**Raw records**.
┌────────

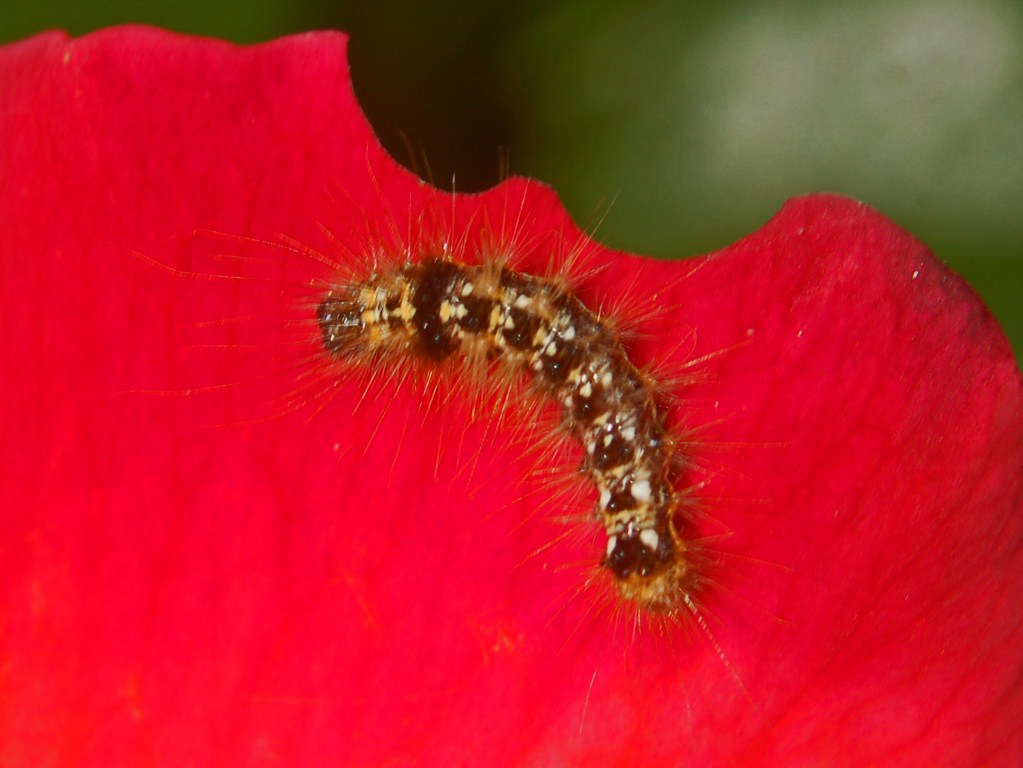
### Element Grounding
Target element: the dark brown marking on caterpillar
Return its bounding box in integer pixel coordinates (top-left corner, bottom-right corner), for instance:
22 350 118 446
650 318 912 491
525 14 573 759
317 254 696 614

└────────
┌────────

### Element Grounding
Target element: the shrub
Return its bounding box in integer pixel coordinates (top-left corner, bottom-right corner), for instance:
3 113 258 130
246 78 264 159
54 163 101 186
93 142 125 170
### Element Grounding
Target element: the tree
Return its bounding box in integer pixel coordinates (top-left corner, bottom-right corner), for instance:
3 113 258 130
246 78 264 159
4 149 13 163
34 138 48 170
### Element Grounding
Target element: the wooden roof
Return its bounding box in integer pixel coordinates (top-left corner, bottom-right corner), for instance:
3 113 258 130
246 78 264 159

└────────

**What is being asked**.
How many lines in the listing above contain the string "Target", counting case-sensitively? Reply with the number only.

**Response for this exercise**.
4